Transcribe the entries exactly as each line appears.
-------- DATA PROVIDED
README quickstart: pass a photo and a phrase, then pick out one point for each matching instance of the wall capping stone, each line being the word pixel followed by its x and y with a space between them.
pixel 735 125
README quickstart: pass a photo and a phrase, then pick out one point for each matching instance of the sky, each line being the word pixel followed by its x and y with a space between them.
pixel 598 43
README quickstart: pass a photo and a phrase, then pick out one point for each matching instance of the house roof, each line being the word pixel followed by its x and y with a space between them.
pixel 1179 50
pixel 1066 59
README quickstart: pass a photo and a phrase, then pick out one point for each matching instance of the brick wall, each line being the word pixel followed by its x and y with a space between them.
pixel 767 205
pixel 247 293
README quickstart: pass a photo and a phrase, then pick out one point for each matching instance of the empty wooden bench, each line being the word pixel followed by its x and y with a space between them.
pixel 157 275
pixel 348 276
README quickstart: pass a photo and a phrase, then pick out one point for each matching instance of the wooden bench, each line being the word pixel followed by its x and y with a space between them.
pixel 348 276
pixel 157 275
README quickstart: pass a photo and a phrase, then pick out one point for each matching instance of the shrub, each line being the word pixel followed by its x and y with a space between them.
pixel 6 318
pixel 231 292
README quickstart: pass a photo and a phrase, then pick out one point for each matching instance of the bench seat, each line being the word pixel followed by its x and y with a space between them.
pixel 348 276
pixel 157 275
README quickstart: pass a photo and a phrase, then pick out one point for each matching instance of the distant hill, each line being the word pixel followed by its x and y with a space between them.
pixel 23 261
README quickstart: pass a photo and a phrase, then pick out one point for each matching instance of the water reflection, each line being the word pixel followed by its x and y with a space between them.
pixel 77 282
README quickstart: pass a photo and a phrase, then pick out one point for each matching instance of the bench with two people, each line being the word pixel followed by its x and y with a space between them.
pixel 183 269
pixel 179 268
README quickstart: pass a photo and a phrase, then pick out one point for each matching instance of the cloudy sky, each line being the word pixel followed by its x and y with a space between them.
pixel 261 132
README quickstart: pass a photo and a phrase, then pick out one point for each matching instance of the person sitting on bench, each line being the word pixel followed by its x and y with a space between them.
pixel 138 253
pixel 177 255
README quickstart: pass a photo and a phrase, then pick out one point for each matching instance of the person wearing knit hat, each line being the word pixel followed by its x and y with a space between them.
----------------
= REPLY TO THE EXERCISE =
README quickstart: pass a photo and a phrase, then pick out one point for each matching instance of the wall capping stone, each line being the word pixel followed by its x and y with a space between them.
pixel 735 125
README quickstart: pass a photo and a phrase, then pick out one point for each matching instance of the sky, each line being the word pixel followed by its x and y with a space between them.
pixel 598 43
README quickstart: pass a photo and a phrase, then pick out one point for each matching instance of the house roof, each line being the word pixel followed by its x and y with a space between them.
pixel 1179 50
pixel 1066 59
README quickstart: pass a photo and a phrase, then pick out one point for each matching instance of the brick wall, each line being the word pixel followed by its x and y with a space between them.
pixel 767 205
pixel 247 293
README quickstart: pass a photo and a phrase, then pick out one point for each matching instance of the empty wooden bench, each line being the word pixel followed by its x and y with a space between them.
pixel 157 275
pixel 348 276
README quickstart: pass a photo and a phrase, then pick out one point for each matching instance of the wooden bench, each line being the word pixel followed by its x and y with a space between them.
pixel 348 276
pixel 157 275
README quickstart: pass a photo and a phrase, then pick out one point for each matching instance of the shrub, each line being the word pixel followed by its x and y with a space between them.
pixel 6 318
pixel 231 292
README quickstart: pass a photo and a phrase, then pick out one point for each matching instance of the bench seat, each line being the word pixel followed by its x and y with a space between them.
pixel 348 276
pixel 157 275
README quickstart: pass a photo and a phrase, then pick out one point for each matching instance of the distant hill, each line being the word pixel followed by its x and y with a space between them.
pixel 23 261
README quickstart: pass a photo and a phrase, then pick out one point for each matching instance of the water reflection, each line being the word pixel followed by its x and y with a space between them.
pixel 77 282
README quickstart: pass a photo and a phrase, then pick out one point for each matching instance of the bench with two people, each line being the word pixel followed by its x and y with a space between them.
pixel 183 269
pixel 179 268
README quickstart: pass a photo and a phrase, then pick out one point for each matching instance of the cloudy sky, each line being the word pixel followed by its x and y with a space between them.
pixel 261 132
README quickstart: pass a photo and a phrase, then pick out one point for each matching instance of the person sitting on bench, each line being the word pixel followed by its x and y with a space between them.
pixel 138 253
pixel 177 255
README quickstart: pass a photo and a phrase, then pick out one point for each matching instance of the person wearing knit hat, each line being the word pixel followed by its x and y with a space between them.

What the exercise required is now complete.